Exercise materials:
★ ★ ★ ★ ★

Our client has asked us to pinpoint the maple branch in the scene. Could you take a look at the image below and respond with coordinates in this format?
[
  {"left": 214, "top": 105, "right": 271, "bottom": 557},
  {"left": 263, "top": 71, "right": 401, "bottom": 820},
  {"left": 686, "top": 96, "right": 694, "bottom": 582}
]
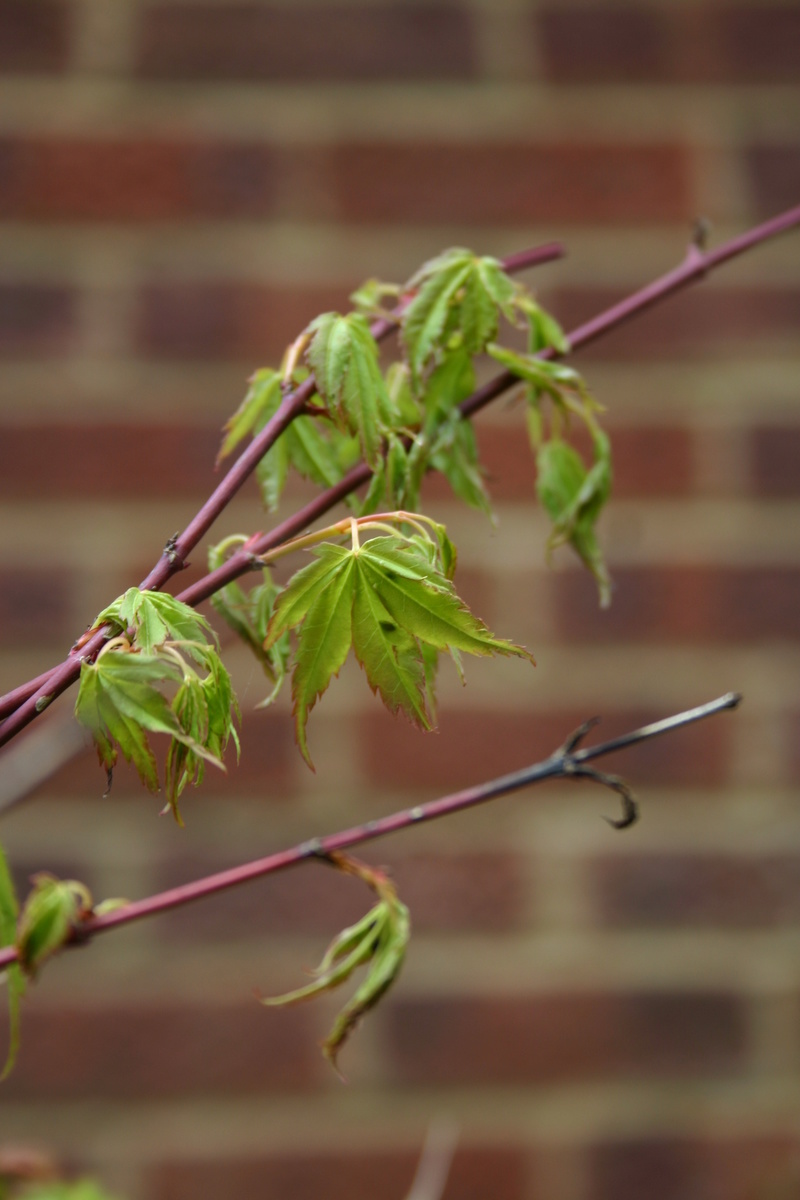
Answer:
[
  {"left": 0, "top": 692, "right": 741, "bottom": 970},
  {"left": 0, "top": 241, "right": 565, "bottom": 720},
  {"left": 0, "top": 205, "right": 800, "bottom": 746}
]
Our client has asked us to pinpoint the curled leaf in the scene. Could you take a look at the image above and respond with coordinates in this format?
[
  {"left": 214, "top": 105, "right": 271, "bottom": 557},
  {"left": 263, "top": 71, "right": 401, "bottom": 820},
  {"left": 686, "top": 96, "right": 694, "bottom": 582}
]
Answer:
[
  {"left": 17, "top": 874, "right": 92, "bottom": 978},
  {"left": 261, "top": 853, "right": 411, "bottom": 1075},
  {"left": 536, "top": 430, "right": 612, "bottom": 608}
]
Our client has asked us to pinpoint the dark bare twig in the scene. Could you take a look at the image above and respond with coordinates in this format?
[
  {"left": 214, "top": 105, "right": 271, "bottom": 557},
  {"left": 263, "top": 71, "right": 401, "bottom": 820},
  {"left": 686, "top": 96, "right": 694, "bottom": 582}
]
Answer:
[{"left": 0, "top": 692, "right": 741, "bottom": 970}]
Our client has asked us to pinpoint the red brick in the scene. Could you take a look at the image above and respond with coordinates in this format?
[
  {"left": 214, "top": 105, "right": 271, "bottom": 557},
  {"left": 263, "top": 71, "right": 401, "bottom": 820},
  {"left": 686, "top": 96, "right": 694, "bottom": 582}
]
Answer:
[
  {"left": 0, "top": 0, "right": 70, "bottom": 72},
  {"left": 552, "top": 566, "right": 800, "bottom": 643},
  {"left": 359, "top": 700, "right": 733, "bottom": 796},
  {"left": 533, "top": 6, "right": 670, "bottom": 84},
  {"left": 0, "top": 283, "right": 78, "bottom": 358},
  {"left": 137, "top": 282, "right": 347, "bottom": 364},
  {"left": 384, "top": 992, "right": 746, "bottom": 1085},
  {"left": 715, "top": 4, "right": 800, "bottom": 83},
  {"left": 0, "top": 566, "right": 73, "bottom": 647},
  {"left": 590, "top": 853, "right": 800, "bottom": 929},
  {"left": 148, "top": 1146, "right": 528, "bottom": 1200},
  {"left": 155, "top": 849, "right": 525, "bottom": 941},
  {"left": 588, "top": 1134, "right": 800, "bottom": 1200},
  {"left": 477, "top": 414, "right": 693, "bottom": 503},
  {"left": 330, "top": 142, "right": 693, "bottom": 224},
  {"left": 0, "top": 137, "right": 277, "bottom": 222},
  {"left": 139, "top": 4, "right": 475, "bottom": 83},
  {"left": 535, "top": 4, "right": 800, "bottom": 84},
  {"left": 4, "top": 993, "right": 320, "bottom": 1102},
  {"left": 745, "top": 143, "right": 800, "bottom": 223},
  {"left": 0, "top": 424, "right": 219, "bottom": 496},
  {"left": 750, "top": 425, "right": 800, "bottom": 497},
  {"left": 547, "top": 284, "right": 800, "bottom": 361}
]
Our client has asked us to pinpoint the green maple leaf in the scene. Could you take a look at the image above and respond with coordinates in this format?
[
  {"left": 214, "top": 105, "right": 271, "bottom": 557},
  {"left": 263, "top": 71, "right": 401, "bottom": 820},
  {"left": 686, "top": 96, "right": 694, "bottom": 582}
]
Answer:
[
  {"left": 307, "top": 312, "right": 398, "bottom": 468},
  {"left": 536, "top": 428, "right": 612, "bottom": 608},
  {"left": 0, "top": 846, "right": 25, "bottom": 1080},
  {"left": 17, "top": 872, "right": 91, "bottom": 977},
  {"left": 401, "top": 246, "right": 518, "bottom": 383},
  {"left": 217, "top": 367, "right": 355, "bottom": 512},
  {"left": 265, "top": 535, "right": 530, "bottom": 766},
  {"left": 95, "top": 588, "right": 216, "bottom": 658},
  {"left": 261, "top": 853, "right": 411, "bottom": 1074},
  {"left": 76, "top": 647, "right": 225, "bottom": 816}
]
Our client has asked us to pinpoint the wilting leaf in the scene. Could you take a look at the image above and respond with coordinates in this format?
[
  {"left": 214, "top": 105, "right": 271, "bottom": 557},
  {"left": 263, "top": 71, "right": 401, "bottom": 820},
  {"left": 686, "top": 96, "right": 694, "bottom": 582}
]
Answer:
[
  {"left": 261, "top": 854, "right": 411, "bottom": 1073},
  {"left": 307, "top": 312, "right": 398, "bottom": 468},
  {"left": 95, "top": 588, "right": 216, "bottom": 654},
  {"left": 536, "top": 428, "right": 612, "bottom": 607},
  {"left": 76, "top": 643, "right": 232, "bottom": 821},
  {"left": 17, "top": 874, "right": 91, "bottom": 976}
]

★ ★ ★ ★ ★

Aim:
Reproduce every line of the data from the line containing "Our client has asked us to pinpoint the green" through the end, and add 63 to each coordinate value in the answer bounding boxes. Leave the coordinates in the sample format lists unchanged.

Exercise answer:
Our client has asked us to pinpoint the green maple leaf in the scene. Could you take a look at the image above and respond with coordinates in this format?
[
  {"left": 214, "top": 105, "right": 271, "bottom": 557},
  {"left": 263, "top": 71, "right": 401, "bottom": 820},
  {"left": 686, "top": 96, "right": 694, "bottom": 582}
]
Answer:
[
  {"left": 370, "top": 375, "right": 461, "bottom": 531},
  {"left": 599, "top": 491, "right": 675, "bottom": 671},
  {"left": 63, "top": 909, "right": 88, "bottom": 1143},
  {"left": 80, "top": 935, "right": 154, "bottom": 1040},
  {"left": 464, "top": 309, "right": 581, "bottom": 446},
  {"left": 280, "top": 430, "right": 418, "bottom": 575},
  {"left": 328, "top": 598, "right": 593, "bottom": 829},
  {"left": 158, "top": 651, "right": 279, "bottom": 721},
  {"left": 324, "top": 916, "right": 474, "bottom": 1137},
  {"left": 139, "top": 710, "right": 288, "bottom": 879}
]
Our client has asked us to pinpoint the wilting leaf in the scene. Could you take a look at the image above and respond with coordinates in this format?
[
  {"left": 214, "top": 105, "right": 271, "bottom": 557},
  {"left": 263, "top": 71, "right": 401, "bottom": 820},
  {"left": 686, "top": 96, "right": 694, "bottom": 582}
]
Answer:
[
  {"left": 324, "top": 917, "right": 474, "bottom": 1136},
  {"left": 370, "top": 375, "right": 461, "bottom": 531},
  {"left": 158, "top": 651, "right": 279, "bottom": 717},
  {"left": 599, "top": 491, "right": 675, "bottom": 670},
  {"left": 139, "top": 706, "right": 295, "bottom": 884},
  {"left": 80, "top": 937, "right": 154, "bottom": 1039}
]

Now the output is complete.